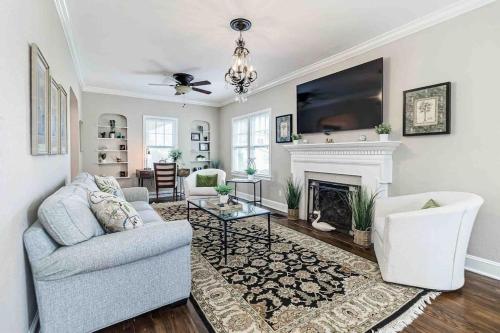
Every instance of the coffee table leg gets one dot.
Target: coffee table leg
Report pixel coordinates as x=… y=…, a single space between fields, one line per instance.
x=225 y=242
x=269 y=229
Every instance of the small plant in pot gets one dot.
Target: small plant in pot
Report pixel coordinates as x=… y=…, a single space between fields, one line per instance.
x=362 y=204
x=175 y=155
x=293 y=193
x=223 y=191
x=383 y=130
x=296 y=138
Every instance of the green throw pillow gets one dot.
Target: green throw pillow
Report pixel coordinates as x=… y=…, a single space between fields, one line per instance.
x=206 y=181
x=431 y=204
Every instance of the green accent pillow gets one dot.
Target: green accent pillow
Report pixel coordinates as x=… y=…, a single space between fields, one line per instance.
x=109 y=185
x=206 y=181
x=113 y=213
x=431 y=204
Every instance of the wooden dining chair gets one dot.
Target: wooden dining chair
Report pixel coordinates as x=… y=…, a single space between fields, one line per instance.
x=166 y=177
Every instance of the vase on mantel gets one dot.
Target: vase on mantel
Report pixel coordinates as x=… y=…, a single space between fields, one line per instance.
x=383 y=137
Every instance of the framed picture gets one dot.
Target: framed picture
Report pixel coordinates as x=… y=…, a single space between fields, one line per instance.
x=63 y=132
x=40 y=103
x=426 y=110
x=54 y=123
x=204 y=146
x=284 y=128
x=195 y=136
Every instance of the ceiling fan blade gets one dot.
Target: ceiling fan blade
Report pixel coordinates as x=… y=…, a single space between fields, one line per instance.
x=202 y=91
x=161 y=84
x=200 y=83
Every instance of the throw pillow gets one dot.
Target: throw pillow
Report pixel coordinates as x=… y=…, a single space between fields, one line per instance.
x=206 y=180
x=431 y=204
x=113 y=213
x=110 y=185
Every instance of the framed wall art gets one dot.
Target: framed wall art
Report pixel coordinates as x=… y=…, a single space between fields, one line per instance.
x=63 y=107
x=426 y=110
x=40 y=101
x=54 y=124
x=284 y=128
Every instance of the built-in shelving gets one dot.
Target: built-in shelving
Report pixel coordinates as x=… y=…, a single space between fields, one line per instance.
x=112 y=148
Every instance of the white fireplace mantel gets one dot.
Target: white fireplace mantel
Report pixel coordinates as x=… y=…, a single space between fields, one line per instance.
x=369 y=160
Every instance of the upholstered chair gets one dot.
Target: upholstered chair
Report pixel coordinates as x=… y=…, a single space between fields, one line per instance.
x=194 y=192
x=424 y=247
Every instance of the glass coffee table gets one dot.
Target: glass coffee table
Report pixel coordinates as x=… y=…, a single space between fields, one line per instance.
x=225 y=217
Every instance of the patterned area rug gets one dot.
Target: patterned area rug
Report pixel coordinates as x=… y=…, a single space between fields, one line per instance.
x=301 y=285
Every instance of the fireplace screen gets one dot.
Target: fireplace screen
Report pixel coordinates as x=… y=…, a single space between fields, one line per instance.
x=330 y=199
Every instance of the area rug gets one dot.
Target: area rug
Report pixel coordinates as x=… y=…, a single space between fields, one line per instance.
x=301 y=285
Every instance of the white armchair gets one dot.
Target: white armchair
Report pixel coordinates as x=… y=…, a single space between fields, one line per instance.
x=194 y=192
x=424 y=247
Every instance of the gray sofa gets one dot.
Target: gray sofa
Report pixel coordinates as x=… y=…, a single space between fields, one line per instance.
x=86 y=279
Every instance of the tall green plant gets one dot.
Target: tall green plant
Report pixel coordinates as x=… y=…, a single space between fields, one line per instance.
x=293 y=193
x=362 y=205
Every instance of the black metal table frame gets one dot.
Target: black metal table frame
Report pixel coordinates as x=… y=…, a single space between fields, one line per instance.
x=225 y=230
x=236 y=182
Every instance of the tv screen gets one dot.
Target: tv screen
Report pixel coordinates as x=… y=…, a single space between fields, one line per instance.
x=346 y=100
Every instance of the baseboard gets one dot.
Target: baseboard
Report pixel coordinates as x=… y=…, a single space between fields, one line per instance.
x=482 y=266
x=282 y=207
x=34 y=324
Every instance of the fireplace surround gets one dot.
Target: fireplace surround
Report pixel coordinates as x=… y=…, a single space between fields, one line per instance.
x=368 y=161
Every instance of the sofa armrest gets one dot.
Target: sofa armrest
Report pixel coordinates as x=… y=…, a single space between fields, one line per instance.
x=136 y=194
x=114 y=249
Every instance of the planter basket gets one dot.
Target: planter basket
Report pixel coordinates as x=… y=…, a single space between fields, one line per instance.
x=293 y=214
x=362 y=238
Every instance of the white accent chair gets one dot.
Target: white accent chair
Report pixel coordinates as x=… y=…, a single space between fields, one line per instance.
x=424 y=248
x=194 y=192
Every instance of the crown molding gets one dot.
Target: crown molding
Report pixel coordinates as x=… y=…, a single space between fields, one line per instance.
x=126 y=93
x=424 y=22
x=62 y=11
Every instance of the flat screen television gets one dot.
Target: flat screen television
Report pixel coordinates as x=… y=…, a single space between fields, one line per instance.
x=346 y=100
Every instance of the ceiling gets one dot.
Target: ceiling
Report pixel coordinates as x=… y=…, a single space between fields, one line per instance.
x=122 y=45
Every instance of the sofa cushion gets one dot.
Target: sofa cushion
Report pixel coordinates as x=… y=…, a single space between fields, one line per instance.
x=146 y=212
x=202 y=191
x=86 y=181
x=109 y=185
x=67 y=218
x=206 y=180
x=114 y=214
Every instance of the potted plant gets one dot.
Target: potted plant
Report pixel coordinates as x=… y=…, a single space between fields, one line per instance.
x=175 y=155
x=223 y=191
x=362 y=204
x=293 y=193
x=383 y=130
x=296 y=138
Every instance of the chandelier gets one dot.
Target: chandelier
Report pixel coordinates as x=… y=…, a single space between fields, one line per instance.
x=241 y=74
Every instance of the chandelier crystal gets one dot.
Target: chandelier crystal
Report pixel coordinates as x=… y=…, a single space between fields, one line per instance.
x=241 y=74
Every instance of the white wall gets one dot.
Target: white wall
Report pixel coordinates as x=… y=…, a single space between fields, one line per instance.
x=465 y=51
x=134 y=109
x=25 y=180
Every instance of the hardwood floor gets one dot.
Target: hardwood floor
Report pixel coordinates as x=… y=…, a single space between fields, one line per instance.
x=474 y=308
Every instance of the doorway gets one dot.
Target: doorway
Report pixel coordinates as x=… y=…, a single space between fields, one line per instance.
x=74 y=125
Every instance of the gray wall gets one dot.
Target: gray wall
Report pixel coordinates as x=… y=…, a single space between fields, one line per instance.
x=134 y=109
x=465 y=51
x=25 y=180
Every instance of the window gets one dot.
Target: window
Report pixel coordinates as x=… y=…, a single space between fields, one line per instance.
x=160 y=137
x=250 y=139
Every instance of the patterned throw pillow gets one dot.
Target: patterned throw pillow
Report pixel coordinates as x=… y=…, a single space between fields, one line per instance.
x=109 y=184
x=113 y=213
x=431 y=203
x=206 y=181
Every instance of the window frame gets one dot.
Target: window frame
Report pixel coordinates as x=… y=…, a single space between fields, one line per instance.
x=249 y=146
x=175 y=139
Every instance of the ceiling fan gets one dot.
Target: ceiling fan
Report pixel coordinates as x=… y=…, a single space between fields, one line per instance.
x=183 y=84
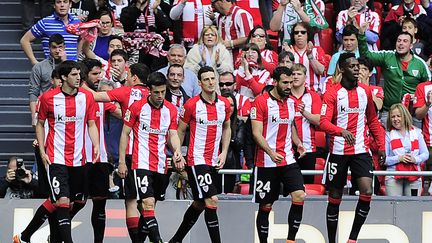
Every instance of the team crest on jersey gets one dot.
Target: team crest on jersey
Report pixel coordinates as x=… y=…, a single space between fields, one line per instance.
x=205 y=188
x=127 y=115
x=323 y=109
x=253 y=113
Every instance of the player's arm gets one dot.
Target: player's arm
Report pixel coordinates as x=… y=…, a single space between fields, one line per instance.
x=94 y=137
x=181 y=130
x=122 y=169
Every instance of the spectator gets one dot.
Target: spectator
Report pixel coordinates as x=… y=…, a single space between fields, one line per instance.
_____
[Task to carry out]
Put the rows from the line containing "Every instance of the vase" up to and including the line containing "x=383 y=137" into a JSON list of strings, one string per line, leaving out any blank lines.

[Correct answer]
[
  "Every instance of the vase on mantel gets one dot.",
  "Target: vase on mantel",
  "Report pixel coordinates as x=… y=…, a single space between fields, one line per instance.",
  "x=383 y=137"
]